Saved entries
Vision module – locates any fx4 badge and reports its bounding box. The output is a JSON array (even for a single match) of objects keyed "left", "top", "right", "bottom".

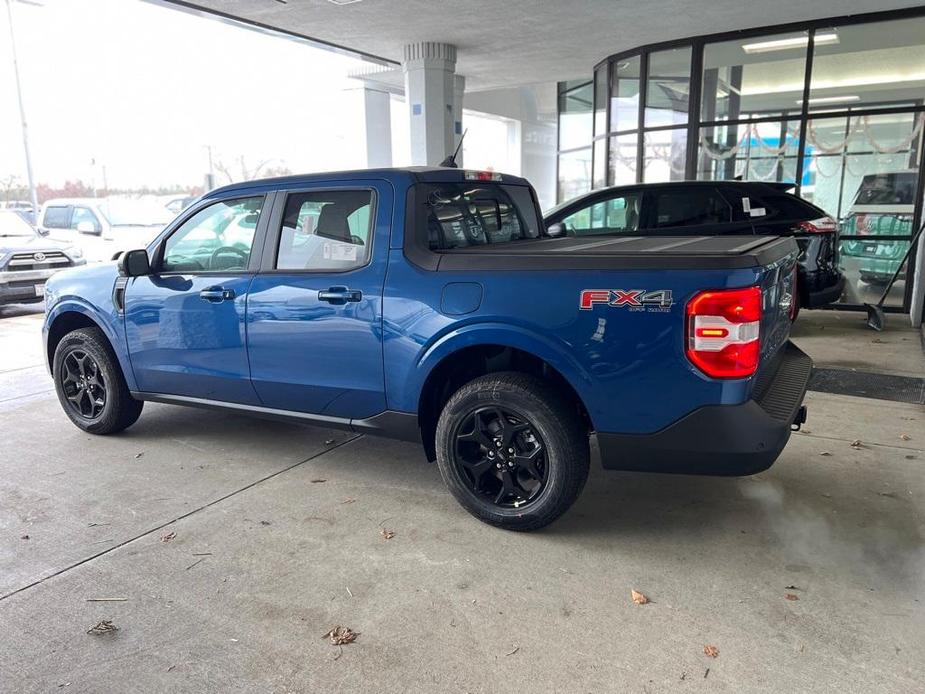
[{"left": 579, "top": 289, "right": 674, "bottom": 312}]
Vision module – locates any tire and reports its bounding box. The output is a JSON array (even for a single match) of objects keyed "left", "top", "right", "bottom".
[
  {"left": 435, "top": 372, "right": 589, "bottom": 531},
  {"left": 53, "top": 327, "right": 143, "bottom": 434}
]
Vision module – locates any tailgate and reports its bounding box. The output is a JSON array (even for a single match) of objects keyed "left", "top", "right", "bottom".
[{"left": 752, "top": 250, "right": 798, "bottom": 393}]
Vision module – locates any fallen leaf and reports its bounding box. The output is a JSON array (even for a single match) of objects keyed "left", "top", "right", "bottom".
[
  {"left": 505, "top": 645, "right": 520, "bottom": 656},
  {"left": 310, "top": 479, "right": 327, "bottom": 484},
  {"left": 259, "top": 520, "right": 271, "bottom": 526},
  {"left": 160, "top": 531, "right": 176, "bottom": 543},
  {"left": 380, "top": 529, "right": 395, "bottom": 540},
  {"left": 785, "top": 593, "right": 799, "bottom": 601},
  {"left": 703, "top": 645, "right": 719, "bottom": 658},
  {"left": 323, "top": 626, "right": 358, "bottom": 645},
  {"left": 900, "top": 434, "right": 911, "bottom": 441},
  {"left": 819, "top": 451, "right": 832, "bottom": 456},
  {"left": 631, "top": 589, "right": 649, "bottom": 605},
  {"left": 87, "top": 620, "right": 118, "bottom": 635}
]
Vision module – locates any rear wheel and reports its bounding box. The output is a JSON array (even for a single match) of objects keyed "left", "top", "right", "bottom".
[
  {"left": 435, "top": 372, "right": 589, "bottom": 531},
  {"left": 53, "top": 327, "right": 143, "bottom": 434}
]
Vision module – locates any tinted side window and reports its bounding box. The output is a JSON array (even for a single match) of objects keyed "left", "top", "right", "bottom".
[
  {"left": 43, "top": 206, "right": 71, "bottom": 229},
  {"left": 653, "top": 189, "right": 731, "bottom": 228},
  {"left": 276, "top": 190, "right": 373, "bottom": 271},
  {"left": 561, "top": 193, "right": 642, "bottom": 235},
  {"left": 761, "top": 194, "right": 820, "bottom": 221},
  {"left": 162, "top": 197, "right": 262, "bottom": 272}
]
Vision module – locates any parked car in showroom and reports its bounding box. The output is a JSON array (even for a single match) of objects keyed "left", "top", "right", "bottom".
[
  {"left": 0, "top": 209, "right": 85, "bottom": 306},
  {"left": 545, "top": 180, "right": 844, "bottom": 318},
  {"left": 840, "top": 171, "right": 916, "bottom": 285},
  {"left": 39, "top": 197, "right": 172, "bottom": 248},
  {"left": 42, "top": 167, "right": 809, "bottom": 530}
]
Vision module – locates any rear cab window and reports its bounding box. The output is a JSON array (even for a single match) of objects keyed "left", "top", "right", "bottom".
[{"left": 422, "top": 183, "right": 541, "bottom": 250}]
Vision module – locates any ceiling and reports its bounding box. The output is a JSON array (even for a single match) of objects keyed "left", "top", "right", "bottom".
[{"left": 163, "top": 0, "right": 925, "bottom": 91}]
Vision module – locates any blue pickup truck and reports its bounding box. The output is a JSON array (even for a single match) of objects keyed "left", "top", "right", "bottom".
[{"left": 43, "top": 168, "right": 811, "bottom": 530}]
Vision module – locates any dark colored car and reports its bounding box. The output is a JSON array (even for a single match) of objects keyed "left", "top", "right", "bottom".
[{"left": 545, "top": 181, "right": 844, "bottom": 317}]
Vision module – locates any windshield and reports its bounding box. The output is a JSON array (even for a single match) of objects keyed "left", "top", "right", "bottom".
[
  {"left": 96, "top": 198, "right": 174, "bottom": 226},
  {"left": 422, "top": 183, "right": 541, "bottom": 250},
  {"left": 854, "top": 172, "right": 917, "bottom": 206},
  {"left": 0, "top": 210, "right": 36, "bottom": 237}
]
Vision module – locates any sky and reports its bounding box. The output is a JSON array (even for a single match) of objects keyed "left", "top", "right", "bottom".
[{"left": 0, "top": 0, "right": 392, "bottom": 190}]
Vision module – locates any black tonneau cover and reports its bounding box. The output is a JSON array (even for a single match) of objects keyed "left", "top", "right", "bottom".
[{"left": 434, "top": 235, "right": 797, "bottom": 271}]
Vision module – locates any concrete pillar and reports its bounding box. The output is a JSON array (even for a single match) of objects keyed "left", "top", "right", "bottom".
[
  {"left": 342, "top": 86, "right": 393, "bottom": 169},
  {"left": 402, "top": 42, "right": 457, "bottom": 166},
  {"left": 453, "top": 74, "right": 466, "bottom": 167}
]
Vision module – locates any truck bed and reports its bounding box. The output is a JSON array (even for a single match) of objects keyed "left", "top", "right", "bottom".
[{"left": 433, "top": 235, "right": 796, "bottom": 271}]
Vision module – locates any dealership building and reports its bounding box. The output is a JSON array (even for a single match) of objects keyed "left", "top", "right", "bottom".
[{"left": 166, "top": 1, "right": 925, "bottom": 327}]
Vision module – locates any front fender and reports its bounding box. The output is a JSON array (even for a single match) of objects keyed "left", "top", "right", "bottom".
[
  {"left": 44, "top": 297, "right": 135, "bottom": 391},
  {"left": 406, "top": 321, "right": 599, "bottom": 429}
]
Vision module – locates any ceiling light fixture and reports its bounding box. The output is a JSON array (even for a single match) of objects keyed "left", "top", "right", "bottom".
[
  {"left": 326, "top": 0, "right": 363, "bottom": 5},
  {"left": 743, "top": 32, "right": 838, "bottom": 54}
]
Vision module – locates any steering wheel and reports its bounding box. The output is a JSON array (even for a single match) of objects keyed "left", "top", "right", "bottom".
[{"left": 209, "top": 246, "right": 248, "bottom": 270}]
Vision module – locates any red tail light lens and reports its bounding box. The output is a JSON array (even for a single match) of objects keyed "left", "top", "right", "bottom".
[
  {"left": 797, "top": 216, "right": 837, "bottom": 233},
  {"left": 686, "top": 286, "right": 762, "bottom": 379}
]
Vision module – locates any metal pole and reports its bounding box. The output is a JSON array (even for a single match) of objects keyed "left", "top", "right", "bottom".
[{"left": 5, "top": 0, "right": 39, "bottom": 216}]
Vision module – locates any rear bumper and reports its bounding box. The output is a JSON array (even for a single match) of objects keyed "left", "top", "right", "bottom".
[
  {"left": 804, "top": 272, "right": 845, "bottom": 308},
  {"left": 596, "top": 342, "right": 812, "bottom": 476}
]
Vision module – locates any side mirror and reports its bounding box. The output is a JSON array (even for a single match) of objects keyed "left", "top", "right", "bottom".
[
  {"left": 75, "top": 221, "right": 97, "bottom": 234},
  {"left": 546, "top": 222, "right": 566, "bottom": 238},
  {"left": 118, "top": 249, "right": 151, "bottom": 277}
]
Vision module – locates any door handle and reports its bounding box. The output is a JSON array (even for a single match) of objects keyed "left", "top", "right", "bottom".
[
  {"left": 199, "top": 286, "right": 236, "bottom": 303},
  {"left": 318, "top": 286, "right": 362, "bottom": 304}
]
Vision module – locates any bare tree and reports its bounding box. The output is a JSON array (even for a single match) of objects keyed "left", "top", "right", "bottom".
[{"left": 213, "top": 155, "right": 275, "bottom": 184}]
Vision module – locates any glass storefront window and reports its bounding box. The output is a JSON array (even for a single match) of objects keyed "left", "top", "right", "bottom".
[
  {"left": 594, "top": 66, "right": 608, "bottom": 137},
  {"left": 643, "top": 128, "right": 687, "bottom": 182},
  {"left": 810, "top": 18, "right": 925, "bottom": 113},
  {"left": 804, "top": 112, "right": 923, "bottom": 218},
  {"left": 610, "top": 55, "right": 641, "bottom": 133},
  {"left": 557, "top": 148, "right": 593, "bottom": 202},
  {"left": 697, "top": 120, "right": 801, "bottom": 183},
  {"left": 608, "top": 132, "right": 638, "bottom": 186},
  {"left": 558, "top": 81, "right": 593, "bottom": 150},
  {"left": 701, "top": 32, "right": 808, "bottom": 122},
  {"left": 593, "top": 139, "right": 607, "bottom": 189},
  {"left": 645, "top": 47, "right": 691, "bottom": 128}
]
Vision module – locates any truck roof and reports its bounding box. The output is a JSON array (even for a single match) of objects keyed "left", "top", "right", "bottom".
[{"left": 203, "top": 167, "right": 531, "bottom": 200}]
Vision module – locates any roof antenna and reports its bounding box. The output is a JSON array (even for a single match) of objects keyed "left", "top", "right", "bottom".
[{"left": 440, "top": 129, "right": 467, "bottom": 168}]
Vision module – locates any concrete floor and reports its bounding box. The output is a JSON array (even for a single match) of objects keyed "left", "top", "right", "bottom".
[{"left": 1, "top": 304, "right": 922, "bottom": 693}]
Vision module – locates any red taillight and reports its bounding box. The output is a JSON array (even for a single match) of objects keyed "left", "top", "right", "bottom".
[
  {"left": 797, "top": 216, "right": 837, "bottom": 234},
  {"left": 686, "top": 286, "right": 762, "bottom": 379}
]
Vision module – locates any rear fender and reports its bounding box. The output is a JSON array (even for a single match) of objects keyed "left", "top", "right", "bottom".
[{"left": 411, "top": 322, "right": 598, "bottom": 428}]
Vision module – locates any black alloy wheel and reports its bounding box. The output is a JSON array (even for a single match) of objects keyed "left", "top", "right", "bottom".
[
  {"left": 60, "top": 348, "right": 107, "bottom": 420},
  {"left": 453, "top": 406, "right": 548, "bottom": 508}
]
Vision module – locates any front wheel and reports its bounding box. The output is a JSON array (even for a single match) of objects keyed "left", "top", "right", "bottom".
[
  {"left": 53, "top": 327, "right": 143, "bottom": 434},
  {"left": 435, "top": 372, "right": 589, "bottom": 531}
]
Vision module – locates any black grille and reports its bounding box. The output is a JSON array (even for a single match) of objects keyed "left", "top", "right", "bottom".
[
  {"left": 756, "top": 343, "right": 813, "bottom": 422},
  {"left": 8, "top": 251, "right": 71, "bottom": 272}
]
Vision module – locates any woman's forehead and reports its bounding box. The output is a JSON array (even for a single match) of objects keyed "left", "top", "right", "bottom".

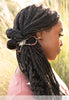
[
  {"left": 55, "top": 20, "right": 63, "bottom": 32},
  {"left": 57, "top": 20, "right": 63, "bottom": 28}
]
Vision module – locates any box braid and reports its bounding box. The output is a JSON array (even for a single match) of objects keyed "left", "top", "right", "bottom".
[{"left": 6, "top": 4, "right": 62, "bottom": 95}]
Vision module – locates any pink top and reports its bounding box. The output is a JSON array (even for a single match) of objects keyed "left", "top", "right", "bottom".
[
  {"left": 7, "top": 73, "right": 33, "bottom": 95},
  {"left": 7, "top": 68, "right": 69, "bottom": 96}
]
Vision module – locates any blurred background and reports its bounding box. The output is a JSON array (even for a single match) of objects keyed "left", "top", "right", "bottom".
[{"left": 0, "top": 0, "right": 69, "bottom": 95}]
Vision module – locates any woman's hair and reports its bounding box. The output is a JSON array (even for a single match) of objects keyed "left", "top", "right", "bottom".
[{"left": 6, "top": 4, "right": 61, "bottom": 95}]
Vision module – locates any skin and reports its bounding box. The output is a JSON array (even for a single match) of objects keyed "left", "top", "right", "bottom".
[
  {"left": 36, "top": 20, "right": 63, "bottom": 60},
  {"left": 16, "top": 20, "right": 63, "bottom": 74}
]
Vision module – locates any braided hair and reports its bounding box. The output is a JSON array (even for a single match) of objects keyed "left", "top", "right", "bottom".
[{"left": 6, "top": 4, "right": 61, "bottom": 95}]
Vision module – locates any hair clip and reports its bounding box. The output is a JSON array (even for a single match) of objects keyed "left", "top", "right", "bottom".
[
  {"left": 19, "top": 40, "right": 26, "bottom": 46},
  {"left": 17, "top": 37, "right": 40, "bottom": 53},
  {"left": 19, "top": 37, "right": 40, "bottom": 46}
]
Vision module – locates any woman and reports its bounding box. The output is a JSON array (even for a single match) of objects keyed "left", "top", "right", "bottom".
[{"left": 6, "top": 4, "right": 69, "bottom": 95}]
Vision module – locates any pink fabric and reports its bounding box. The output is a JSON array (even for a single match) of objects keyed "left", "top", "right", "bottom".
[
  {"left": 7, "top": 68, "right": 69, "bottom": 96},
  {"left": 7, "top": 73, "right": 33, "bottom": 95}
]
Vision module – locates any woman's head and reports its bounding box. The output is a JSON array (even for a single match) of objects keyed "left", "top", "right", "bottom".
[
  {"left": 6, "top": 4, "right": 61, "bottom": 52},
  {"left": 6, "top": 4, "right": 63, "bottom": 95}
]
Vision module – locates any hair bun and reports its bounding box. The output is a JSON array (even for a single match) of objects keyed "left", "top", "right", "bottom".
[
  {"left": 7, "top": 39, "right": 17, "bottom": 49},
  {"left": 6, "top": 28, "right": 13, "bottom": 39},
  {"left": 6, "top": 28, "right": 24, "bottom": 42}
]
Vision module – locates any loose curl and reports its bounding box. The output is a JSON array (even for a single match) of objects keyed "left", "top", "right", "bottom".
[{"left": 6, "top": 4, "right": 62, "bottom": 95}]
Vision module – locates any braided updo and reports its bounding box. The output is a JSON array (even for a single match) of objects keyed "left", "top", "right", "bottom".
[{"left": 6, "top": 4, "right": 61, "bottom": 95}]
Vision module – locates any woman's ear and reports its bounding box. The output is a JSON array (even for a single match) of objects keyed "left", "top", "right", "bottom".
[{"left": 36, "top": 32, "right": 43, "bottom": 39}]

» Work item: From the line holding "Vision module – locates any woman and" to the last line of the data above, copy every line exactly and include nothing more.

» Result of the exercise:
Vision module – locates any woman and reports its bounding box. The output is a JSON array (even for a single match) of objects keyed "left", "top", "right", "bottom".
[{"left": 6, "top": 4, "right": 69, "bottom": 95}]
Vision module – locates any pink fabric and reports its bounding box. The output is a JSON array (even for a single match) of objects keyed "left", "top", "right", "bottom".
[
  {"left": 7, "top": 68, "right": 69, "bottom": 96},
  {"left": 7, "top": 73, "right": 33, "bottom": 95}
]
Vision module – locates any woman's head and reports its bounding box. The output is a JSON array (even for a single match) of objects keyed "left", "top", "right", "bottom".
[
  {"left": 6, "top": 4, "right": 61, "bottom": 52},
  {"left": 6, "top": 4, "right": 63, "bottom": 95}
]
Vision module – locates any hair bun and reports its bounding box. The output is a JSON array (even for a single match) of objects keyed "left", "top", "right", "bottom".
[
  {"left": 7, "top": 39, "right": 17, "bottom": 49},
  {"left": 6, "top": 28, "right": 13, "bottom": 39},
  {"left": 6, "top": 28, "right": 24, "bottom": 42}
]
Vision module – locates any loose curl and reports its bounding box. The output is a JSON array (even for a single match) of objects keyed "left", "top", "right", "bottom".
[{"left": 6, "top": 4, "right": 62, "bottom": 95}]
Vision module – locates any braided updo and reports its bounding box. The output is a JSON array (even for a single match) of objects keyed "left", "top", "right", "bottom".
[{"left": 6, "top": 4, "right": 61, "bottom": 95}]
Vision module – locates any woman's ear and reports its bounding box. The output is a JSON array (even for a single match) of objects keyed "left", "top", "right", "bottom".
[{"left": 36, "top": 32, "right": 43, "bottom": 39}]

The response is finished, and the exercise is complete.